Exercise prompt — Resume the opinion piece on suicide prevention in the military below, picking up right after its final sentence.

=== Exercise passage ===

Preventing suicide in the military

Is limiting firearms access a possible intervention?


It with sadness that I read the new Department of Defense report documenting an increasing number of suicides in the military. And also, cynicism about the proposed remedies.

Dr. Elspeth Cameron Ritchie, chief of psychiatry at MedStar Washington Hospital Center.

Dr. Elspeth Cameron Ritchie

According the DoD report, the rate of suicide among active-duty military increased from 18.5 per 100,000 service members in 2013 to 24.8 suicides per service members in 2018.

For context, I was in the Army for a career and at the office of the Army surgeon general from 2005 to 2010. That was when the suicide rate began to rise from the normal 10 per 100,000 soldiers per year to almost double that rate.

I led conferences within the Army Medical Command aimed at reducing suicides. Later, when the problem escalated, I participated in a variety of efforts to lower it. I went to Iraq to consult.

There was a Department of the Army task force on suicide prevention. Later, a DoD task force.

=== Data supplied ===

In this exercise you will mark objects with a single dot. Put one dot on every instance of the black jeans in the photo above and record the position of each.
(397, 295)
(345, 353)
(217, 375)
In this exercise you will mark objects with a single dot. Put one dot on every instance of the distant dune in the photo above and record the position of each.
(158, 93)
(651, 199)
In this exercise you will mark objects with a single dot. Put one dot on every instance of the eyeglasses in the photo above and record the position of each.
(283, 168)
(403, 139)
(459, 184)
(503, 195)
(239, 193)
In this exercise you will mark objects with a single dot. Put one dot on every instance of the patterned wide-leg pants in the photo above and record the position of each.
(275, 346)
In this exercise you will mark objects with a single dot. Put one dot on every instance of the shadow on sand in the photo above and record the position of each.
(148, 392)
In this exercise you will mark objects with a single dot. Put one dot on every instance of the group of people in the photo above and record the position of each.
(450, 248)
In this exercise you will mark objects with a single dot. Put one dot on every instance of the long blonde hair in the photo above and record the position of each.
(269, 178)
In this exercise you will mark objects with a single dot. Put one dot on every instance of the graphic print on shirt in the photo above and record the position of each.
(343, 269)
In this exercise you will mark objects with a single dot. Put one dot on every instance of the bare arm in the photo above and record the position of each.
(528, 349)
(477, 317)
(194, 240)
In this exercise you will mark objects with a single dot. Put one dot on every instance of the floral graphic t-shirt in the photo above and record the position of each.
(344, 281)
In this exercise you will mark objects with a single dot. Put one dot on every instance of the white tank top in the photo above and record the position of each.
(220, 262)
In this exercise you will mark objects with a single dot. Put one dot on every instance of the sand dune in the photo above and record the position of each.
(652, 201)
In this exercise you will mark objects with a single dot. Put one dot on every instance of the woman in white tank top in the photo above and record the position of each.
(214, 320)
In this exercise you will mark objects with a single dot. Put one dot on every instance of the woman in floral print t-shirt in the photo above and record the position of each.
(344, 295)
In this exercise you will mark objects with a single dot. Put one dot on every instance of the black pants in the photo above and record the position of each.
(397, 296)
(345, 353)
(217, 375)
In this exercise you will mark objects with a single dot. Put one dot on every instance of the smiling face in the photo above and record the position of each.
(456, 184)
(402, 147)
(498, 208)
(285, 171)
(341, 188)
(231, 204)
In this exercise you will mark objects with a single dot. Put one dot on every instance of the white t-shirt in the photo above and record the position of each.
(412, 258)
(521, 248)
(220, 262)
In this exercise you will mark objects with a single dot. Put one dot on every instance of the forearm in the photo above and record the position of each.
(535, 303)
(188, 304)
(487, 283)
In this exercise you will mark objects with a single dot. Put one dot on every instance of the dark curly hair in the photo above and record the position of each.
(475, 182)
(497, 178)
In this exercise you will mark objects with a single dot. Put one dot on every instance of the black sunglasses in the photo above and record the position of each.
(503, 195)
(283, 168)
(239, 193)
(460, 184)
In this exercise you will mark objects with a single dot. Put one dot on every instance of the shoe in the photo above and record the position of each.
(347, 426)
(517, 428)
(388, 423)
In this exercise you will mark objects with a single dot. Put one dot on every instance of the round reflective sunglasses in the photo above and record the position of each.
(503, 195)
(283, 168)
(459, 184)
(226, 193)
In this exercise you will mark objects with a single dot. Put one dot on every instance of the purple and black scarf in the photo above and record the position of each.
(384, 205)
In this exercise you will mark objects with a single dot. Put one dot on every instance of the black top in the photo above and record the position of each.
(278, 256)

===
=== Data supplied ===

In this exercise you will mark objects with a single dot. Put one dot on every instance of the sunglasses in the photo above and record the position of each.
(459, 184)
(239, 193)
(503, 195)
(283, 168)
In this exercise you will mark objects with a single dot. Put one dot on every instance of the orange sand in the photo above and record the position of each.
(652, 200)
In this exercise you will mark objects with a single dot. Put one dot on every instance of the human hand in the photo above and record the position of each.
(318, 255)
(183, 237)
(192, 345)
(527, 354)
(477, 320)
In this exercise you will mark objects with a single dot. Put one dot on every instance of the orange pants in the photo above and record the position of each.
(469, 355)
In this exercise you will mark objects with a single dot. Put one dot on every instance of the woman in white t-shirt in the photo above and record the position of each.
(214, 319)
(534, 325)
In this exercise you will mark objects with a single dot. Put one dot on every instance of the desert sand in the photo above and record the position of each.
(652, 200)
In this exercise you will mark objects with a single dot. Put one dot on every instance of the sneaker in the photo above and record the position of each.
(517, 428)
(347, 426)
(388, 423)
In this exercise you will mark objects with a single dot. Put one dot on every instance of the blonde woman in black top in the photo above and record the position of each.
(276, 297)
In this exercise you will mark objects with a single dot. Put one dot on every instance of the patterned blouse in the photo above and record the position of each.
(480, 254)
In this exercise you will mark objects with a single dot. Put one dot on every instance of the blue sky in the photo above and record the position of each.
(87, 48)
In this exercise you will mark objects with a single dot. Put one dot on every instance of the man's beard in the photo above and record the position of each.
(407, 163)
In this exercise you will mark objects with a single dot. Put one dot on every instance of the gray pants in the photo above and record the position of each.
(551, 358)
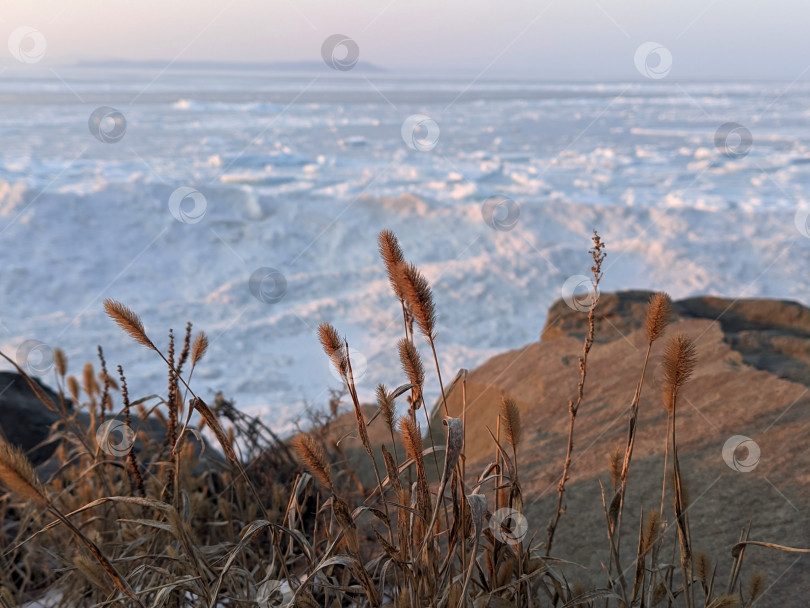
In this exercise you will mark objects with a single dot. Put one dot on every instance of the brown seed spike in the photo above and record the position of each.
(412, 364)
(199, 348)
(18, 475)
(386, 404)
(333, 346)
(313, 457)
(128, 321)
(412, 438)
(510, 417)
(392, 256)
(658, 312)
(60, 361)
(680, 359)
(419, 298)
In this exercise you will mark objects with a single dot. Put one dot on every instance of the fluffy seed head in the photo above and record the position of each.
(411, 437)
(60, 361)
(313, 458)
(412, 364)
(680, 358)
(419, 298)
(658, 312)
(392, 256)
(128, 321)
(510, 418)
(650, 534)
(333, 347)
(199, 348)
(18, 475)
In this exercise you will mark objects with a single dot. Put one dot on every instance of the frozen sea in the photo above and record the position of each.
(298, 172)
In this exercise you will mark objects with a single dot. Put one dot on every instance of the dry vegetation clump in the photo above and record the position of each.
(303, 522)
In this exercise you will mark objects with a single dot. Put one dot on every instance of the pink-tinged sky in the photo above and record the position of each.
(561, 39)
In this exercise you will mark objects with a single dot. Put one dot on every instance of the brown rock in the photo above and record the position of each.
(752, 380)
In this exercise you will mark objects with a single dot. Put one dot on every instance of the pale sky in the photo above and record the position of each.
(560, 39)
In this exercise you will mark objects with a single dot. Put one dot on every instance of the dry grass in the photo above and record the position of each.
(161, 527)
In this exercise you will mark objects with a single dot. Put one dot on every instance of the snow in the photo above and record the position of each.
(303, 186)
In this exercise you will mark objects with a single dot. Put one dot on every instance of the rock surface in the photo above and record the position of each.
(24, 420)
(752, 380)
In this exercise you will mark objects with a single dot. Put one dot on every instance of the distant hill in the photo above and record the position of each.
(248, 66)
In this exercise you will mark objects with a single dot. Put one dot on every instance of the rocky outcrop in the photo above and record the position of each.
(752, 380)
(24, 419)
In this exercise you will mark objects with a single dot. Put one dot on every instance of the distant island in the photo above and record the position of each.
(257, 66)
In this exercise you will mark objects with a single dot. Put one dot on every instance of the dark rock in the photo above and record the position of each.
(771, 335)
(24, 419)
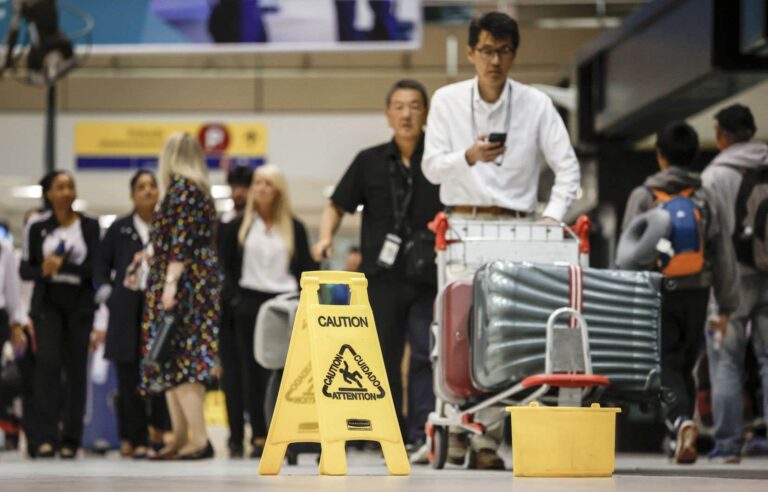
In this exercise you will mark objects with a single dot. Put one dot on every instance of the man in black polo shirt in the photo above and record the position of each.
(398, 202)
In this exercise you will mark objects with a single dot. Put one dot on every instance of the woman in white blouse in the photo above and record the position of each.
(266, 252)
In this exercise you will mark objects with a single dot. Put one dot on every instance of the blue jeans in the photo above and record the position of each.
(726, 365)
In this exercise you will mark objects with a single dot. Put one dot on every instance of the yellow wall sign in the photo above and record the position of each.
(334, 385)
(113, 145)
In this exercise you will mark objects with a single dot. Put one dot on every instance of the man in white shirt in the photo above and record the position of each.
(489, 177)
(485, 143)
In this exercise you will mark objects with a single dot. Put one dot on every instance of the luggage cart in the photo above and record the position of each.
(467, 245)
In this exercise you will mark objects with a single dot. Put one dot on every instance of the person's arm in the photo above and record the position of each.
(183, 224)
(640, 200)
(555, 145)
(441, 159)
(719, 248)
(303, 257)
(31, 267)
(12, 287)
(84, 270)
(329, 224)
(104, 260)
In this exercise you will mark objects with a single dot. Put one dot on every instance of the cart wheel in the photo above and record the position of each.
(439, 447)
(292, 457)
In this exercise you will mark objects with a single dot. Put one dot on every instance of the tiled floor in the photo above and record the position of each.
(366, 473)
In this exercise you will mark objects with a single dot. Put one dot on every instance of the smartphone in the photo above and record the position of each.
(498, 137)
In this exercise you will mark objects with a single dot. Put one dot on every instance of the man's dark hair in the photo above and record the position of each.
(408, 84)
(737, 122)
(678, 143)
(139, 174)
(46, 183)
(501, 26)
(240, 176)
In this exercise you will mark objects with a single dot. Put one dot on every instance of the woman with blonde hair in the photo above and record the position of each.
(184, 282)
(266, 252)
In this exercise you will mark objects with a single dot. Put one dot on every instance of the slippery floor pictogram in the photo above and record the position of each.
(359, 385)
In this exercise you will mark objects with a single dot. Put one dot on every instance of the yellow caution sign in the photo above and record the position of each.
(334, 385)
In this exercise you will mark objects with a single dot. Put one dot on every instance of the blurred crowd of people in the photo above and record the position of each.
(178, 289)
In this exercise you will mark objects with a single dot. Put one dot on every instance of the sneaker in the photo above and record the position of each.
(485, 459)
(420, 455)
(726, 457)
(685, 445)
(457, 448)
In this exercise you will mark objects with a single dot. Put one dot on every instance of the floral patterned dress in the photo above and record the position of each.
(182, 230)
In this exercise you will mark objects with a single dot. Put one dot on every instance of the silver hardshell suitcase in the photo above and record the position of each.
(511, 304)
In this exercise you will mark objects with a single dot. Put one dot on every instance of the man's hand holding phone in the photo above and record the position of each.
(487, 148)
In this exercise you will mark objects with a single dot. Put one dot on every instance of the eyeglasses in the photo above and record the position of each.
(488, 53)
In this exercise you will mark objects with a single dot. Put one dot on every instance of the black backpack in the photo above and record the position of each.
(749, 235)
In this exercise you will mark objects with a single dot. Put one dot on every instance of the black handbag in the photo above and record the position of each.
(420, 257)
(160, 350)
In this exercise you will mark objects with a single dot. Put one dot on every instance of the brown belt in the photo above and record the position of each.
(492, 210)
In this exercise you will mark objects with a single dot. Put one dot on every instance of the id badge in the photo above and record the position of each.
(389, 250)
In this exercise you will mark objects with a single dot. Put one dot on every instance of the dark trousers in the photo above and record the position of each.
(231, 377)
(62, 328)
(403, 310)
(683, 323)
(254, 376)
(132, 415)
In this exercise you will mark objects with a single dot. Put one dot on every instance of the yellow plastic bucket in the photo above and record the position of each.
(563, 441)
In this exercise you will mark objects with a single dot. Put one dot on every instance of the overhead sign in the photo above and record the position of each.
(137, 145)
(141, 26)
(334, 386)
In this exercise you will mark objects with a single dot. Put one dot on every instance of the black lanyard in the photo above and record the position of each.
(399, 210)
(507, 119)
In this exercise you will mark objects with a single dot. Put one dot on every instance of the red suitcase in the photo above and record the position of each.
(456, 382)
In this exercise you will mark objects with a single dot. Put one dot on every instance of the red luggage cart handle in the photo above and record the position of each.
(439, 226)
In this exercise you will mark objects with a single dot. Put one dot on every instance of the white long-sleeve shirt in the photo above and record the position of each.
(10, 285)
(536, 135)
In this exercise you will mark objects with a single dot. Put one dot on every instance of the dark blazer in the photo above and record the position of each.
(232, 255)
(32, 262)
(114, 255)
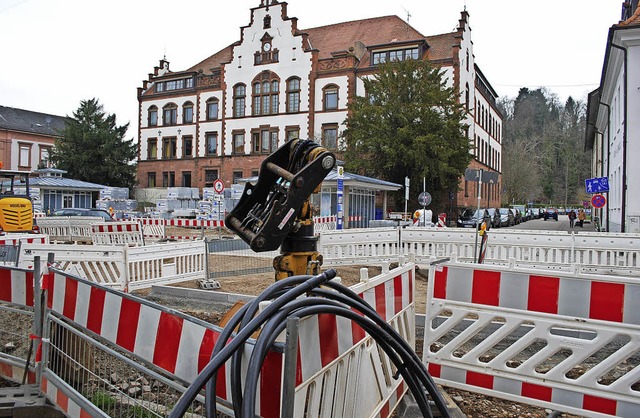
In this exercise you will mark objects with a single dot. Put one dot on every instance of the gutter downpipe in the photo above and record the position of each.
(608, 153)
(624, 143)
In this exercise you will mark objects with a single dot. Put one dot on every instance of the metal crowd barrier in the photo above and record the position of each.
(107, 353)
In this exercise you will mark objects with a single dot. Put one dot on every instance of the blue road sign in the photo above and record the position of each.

===

Task result —
Numerous recommendations were made. If I remember right, the Army task force had almost 200 recommendations. They ranged from tightening accession standards, to providing more mental health care. The issues of shaming and blaming commanders also were a key topic of discussion.

Resiliency training was big. At some point, there were more than 200 resilience programs in the DoD. There were no data (to my knowledge) showing that they work.

An emphasis was the message: “It is a sign of strength to ask for help.”

For a while, the suicide rate flattened among active-duty soldiers, although the rate continued to climb among National Guard and reservists.

The solutions were similar to those proposed in this article. The leaders in the Army and DoD were not shy about asking for help. The Army Study to Assess Risk and Resilience in Servicemembers (STARRS) program was created to examine risk factors for suicide.

The STARRS program had data to show us what we already knew. The majority of suicides are in young, enlisted men with access to firearms. Often, but not always, they had a history of suicide ideation or attempts.

The trigger was usually, but not always, precipitated by a humiliating event, such as breaking up with a partner, driving while intoxicated, or getting in trouble at work.

Now, almost 10 years into retirement from the military, I feel sorry for my former colleagues. They have tried everything they can think of.

One solution, which is out of the control of military mental health workers, is to limit access to guns. Consistently, about two-thirds of suicides in the military are by gunshot.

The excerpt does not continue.